• [Instruction] In the passage on content marketing, write out the section between "The grumbled self-reassurance" and "serious content fatigue.", inclusive, substituting "content burnout" for "content fatigue".

• [Passage]
----------

It’s amazing how much can change in just a few short years. In 2012, Google+ was the hot new thing, nobody quite new how to design their site for mobile, and content marketing was just starting to gain traction as a viable business tactic.

We take it for granted now, but content marketing’s assent and adoption was a bit of a long shot. The ethos of content marketing went against the grain of what marketing was and what marketers believed it should be at the time.

Budgets were spent on banner ads and email blasts. Conversions were held as the one source of truth for marketing performance. Introducing the concept of spending time, money, and effort to create content that was designed simply to help customers and provide value was an oddity to be sure.

But content marketing was adopted all the same and I’m not sure anyone would argue that businesses were not better for it. Unfortunately, in true marketing style, anything worth doing is worth overdoing at a lower quality and higher volume, and content was no exception

The Need to Evolve

As content marketing caught on and businesses started to see real results, there was an unprecedented rush to create more and more content. Company blogs were flooded with posts, millions of pages were written to fill countless ebooks, and infographics…. oh boy the infographics.

But while the best content marketers still produced content that provided value to their audience, these noble few were soon overwhelmed by a horde of imitators and self proclaimed “thought leaders” focused on producing one thing:

Many companies put the core concepts of content marketing aside (being useful, insightful, valuable) in favor of whatever got the most clicks. It’s this environment that gave rise to the ever popular list post (50 things you need to…) the unoriginal posts (10 quotes from experts about…) and the aways disappointing “Buzzfeed” posts (You’ll never believe…).

At first, this was only a problem insofar as it created more competition for audience attention. With more noise, it was obviously harder for your audience to find your content.

The grumbled self-reassurance of content purists was always something along the lines of “Audiences care about quality. As long as it’s good people will find it.” I heard it over and over again and to a certain degree it was true. I saw plenty of great content teams build loyal followings with high quality content.

But what I started to see more and more was audiences slipping away regardless of content quality. Infographics were no longer the huge traffic draw they once were. Long, well researched posts were no longer enthusiastically shared and saved for later reference.

Audiences were experiencing serious content fatigue.

----------

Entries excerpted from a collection

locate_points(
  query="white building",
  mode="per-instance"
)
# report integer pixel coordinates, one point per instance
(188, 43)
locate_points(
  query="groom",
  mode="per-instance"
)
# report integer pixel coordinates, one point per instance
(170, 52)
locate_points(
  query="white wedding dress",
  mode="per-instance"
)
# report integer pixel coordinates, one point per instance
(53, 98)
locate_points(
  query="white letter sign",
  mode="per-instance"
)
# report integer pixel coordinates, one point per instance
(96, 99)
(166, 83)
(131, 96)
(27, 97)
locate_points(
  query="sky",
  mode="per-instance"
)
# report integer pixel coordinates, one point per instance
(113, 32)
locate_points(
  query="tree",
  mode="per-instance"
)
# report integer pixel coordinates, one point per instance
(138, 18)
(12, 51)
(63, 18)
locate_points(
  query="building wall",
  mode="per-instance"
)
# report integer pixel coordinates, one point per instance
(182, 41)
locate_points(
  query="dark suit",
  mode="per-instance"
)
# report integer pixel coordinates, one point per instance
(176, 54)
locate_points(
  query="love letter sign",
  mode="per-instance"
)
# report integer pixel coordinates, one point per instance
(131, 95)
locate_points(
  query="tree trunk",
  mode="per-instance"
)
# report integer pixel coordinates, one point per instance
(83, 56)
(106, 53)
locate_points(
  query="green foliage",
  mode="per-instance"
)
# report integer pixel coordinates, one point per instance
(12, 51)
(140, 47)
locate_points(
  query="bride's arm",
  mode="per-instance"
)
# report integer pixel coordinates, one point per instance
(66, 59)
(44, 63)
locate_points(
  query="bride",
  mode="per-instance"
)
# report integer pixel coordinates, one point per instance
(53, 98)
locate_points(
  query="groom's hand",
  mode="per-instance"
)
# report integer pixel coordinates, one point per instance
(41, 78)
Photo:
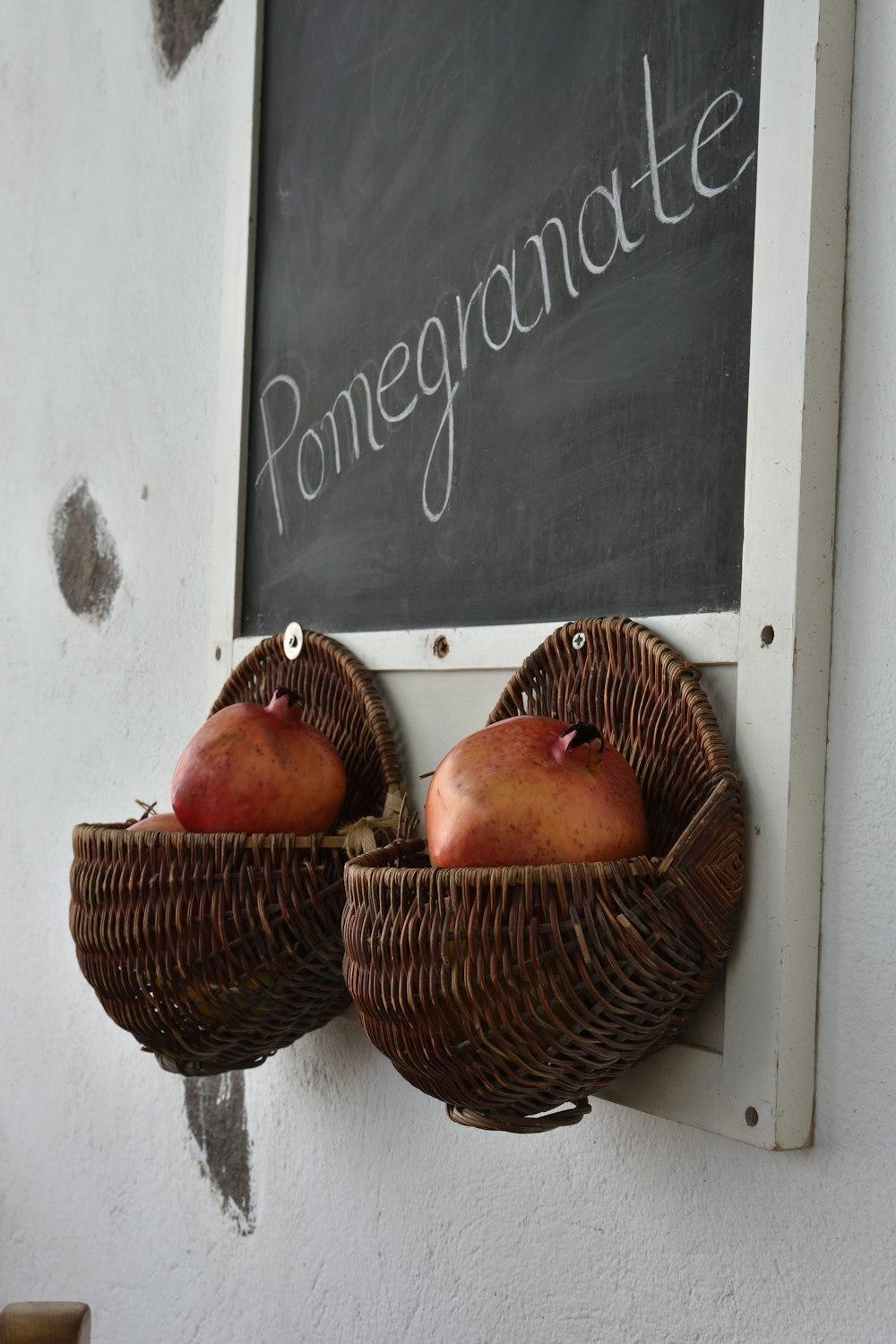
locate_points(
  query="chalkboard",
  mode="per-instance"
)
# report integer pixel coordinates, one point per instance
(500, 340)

----------

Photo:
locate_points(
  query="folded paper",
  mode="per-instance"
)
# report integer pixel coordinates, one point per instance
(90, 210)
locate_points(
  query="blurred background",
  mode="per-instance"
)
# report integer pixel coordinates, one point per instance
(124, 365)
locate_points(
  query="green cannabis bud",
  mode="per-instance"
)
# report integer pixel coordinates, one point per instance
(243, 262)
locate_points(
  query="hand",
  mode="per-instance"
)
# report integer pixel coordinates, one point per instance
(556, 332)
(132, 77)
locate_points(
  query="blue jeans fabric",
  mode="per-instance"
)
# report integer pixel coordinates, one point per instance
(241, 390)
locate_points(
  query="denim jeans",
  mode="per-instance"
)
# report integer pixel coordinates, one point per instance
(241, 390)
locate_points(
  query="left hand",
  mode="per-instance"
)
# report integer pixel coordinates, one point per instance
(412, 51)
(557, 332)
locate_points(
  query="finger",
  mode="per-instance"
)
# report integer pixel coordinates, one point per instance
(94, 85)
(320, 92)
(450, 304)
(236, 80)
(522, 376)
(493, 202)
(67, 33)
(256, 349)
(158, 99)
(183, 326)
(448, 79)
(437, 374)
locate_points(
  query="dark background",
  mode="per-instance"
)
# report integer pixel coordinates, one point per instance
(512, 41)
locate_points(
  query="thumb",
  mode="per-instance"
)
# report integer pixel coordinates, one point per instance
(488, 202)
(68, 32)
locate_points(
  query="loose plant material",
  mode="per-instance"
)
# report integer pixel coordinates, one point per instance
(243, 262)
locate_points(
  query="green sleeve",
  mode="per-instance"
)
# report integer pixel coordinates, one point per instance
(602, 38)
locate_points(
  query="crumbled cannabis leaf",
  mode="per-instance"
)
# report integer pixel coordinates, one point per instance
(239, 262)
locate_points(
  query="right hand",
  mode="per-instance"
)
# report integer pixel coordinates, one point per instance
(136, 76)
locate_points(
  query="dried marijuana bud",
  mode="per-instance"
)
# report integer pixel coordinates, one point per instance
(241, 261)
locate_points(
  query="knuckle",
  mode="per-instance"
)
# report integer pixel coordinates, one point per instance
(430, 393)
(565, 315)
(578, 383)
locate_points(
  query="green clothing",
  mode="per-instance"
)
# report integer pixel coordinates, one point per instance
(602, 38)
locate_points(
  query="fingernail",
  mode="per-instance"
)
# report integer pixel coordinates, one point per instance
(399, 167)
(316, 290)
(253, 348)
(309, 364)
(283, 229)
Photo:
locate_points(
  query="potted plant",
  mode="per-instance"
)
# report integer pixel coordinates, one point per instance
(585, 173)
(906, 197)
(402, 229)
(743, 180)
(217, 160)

----------

• [Written response]
The grumbled self-reassurance of content purists was always something along the lines of “Audiences care about quality. As long as it’s good people will find it.” I heard it over and over again and to a certain degree it was true. I saw plenty of great content teams build loyal followings with high quality content.

But what I started to see more and more was audiences slipping away regardless of content quality. Infographics were no longer the huge traffic draw they once were. Long, well researched posts were no longer enthusiastically shared and saved for later reference.

Audiences were experiencing serious content burnout.